Update the forum discussion about rights by giving everything from "The conservative manifesto" down to "it to do so." again, with "fantastic" changed to "thorough".

SELECTED EXCERPT >>
[Start of section]

'You have no rights but that which I allow you to enjoy’ - every statist authoritarian ever.
'You have no rights but that which is explicitly written in the Constitution (and don’t even think about bringing up the [DEL][COLOR=“Black”]9th Amendment[/DEL][/COLOR] inkblot).’ - every statist authoritarian that’s ever bitched about “activist courts” ever (see esp. Roe v. Wade, Flag Burning, Gay Marriage, et Al.).
CMC fnord!
The conservative manifesto claims the weak, the poor and the dull as the natural prey of the powerful, the rich and the clever. It should come as no surprise that conservatives cry out, “Tyranny!” when government comes between them and their quarry.
Here’s a fantastic article about the blatant partisanship & creeping illegitimacy behind the Court’s decision to hear King in the first place, when, for all intents & purposes, there was no reason (yet) for it to do so.
That’s a remarkable inept summation.
Say boo. But disliking something, or wanting something doesn’t make it a right. A right is something that is enforced. Otherwise it’s not really anything at all.
NK citizens have few if any rights. And well-thinking folk should want to head-shot KJU and save those people from being shat upon by their government. That doesn’t mean that NK citizens have a right to free speech, since no one, or nothing protects them when they speak freely.
You appear to share with Bone the idea that something that you want is a right. That’s horseshit. Rights are what we, as a culture, agree to extend each other.
Not “I”, but the culture that protects them.
You living in a shack in the woods, under no jurisdiction of man, may claim the right to life. But it means nothing if some guy can come over and kill you and take your stuff without any penalty put upon him.
In the jungle, where is your right to life? Who enforces it? What effect does it have? How is the universe we live in any different at all from a universe without natural rights?
Any answers? All I seem to be getting is blanket assertions and deflections. Please answer some questions, bring some evidence.
How do you explain that both you (based on your post “Of course you shouldn’t kill and torture other people.”) and I think killing people is a bad idea?
We’re both members of a species of cooperative primates. We’re both members of a culture that views killing innocent people as wrong. We’re both savvy enough to understand the concept of enlightened self interest.
Most humans don’t kill others needlessly. This is because the tribes we lived in wouldn’t last long if that were the norm. It’s not some law writ on the cosmos that makes this so, it’s impulses coded in our DNA, and the slow creep of society into being a more gentle and compassionate one.
Now mind you, I’m all for some binding agreement of universal rights that’s enforceable. But until we can punish NK for treating its citizens worse than dogs, I don’t think it’s reasonable to say they have rights in any meaningful sense.
So basically, you do believe in the concept of natural rights, but you’ll be damned if you’ll call it natural rights. Sort of like Limbaugh saying the Democrat party.
No, I believe in evolution, game theory and empathy.
Presumably a natural right would exist without those things.

[End of section]

DATA FOR ANALYSIS >>
[Start of section]

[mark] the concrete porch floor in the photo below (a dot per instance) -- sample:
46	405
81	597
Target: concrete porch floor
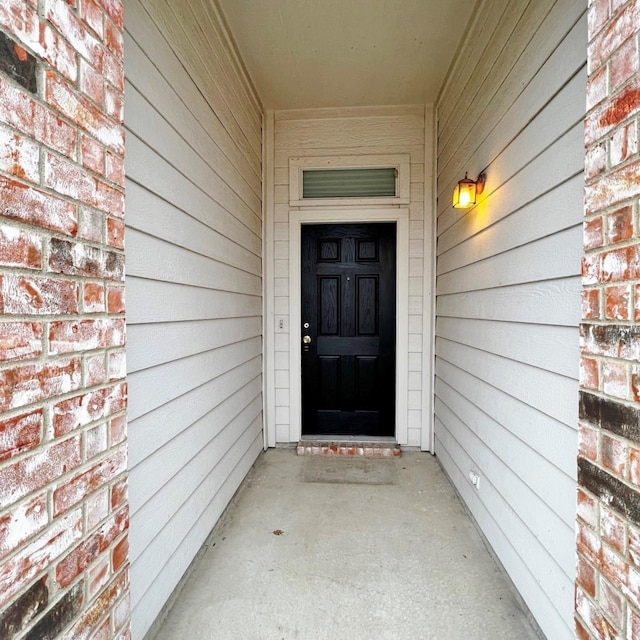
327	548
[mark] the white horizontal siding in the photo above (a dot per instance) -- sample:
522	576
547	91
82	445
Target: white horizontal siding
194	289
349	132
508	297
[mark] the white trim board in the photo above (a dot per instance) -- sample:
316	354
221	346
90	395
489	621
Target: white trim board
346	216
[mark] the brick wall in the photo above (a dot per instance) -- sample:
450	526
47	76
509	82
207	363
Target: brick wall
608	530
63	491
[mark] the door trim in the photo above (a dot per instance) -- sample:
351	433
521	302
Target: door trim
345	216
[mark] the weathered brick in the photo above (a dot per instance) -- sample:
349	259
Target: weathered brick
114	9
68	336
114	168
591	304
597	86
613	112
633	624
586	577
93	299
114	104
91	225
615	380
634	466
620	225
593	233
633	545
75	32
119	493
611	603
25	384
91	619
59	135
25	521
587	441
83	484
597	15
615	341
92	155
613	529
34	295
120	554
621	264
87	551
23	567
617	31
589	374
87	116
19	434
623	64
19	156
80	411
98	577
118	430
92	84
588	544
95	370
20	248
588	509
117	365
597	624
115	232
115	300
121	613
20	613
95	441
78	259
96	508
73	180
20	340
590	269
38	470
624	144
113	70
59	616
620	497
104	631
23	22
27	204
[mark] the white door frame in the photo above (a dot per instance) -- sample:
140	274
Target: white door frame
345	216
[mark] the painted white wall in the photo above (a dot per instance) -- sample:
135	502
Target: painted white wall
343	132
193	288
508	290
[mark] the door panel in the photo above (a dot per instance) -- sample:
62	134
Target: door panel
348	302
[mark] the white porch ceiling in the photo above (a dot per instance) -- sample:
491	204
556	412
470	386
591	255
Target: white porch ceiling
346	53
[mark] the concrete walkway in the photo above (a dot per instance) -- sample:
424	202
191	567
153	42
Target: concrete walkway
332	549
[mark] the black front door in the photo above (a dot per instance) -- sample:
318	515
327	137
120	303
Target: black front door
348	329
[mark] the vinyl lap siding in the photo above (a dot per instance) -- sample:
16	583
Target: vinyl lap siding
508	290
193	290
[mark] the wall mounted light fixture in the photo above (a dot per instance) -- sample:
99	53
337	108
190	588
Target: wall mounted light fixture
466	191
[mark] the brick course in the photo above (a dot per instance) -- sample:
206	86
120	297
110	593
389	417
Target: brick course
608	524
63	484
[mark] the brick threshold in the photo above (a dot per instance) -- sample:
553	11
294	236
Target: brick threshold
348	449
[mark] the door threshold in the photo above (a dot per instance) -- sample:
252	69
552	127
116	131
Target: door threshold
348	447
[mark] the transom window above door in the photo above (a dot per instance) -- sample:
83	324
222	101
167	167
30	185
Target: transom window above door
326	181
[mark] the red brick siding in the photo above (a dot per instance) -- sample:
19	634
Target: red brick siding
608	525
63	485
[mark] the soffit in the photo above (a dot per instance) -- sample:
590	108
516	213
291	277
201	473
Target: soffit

[End of section]

TASK SOLUTION >>
The conservative manifesto claims the weak, the poor and the dull as the natural prey of the powerful, the rich and the clever. It should come as no surprise that conservatives cry out, “Tyranny!” when government comes between them and their quarry.
Here’s a thorough article about the blatant partisanship & creeping illegitimacy behind the Court’s decision to hear King in the first place, when, for all intents & purposes, there was no reason (yet) for it to do so.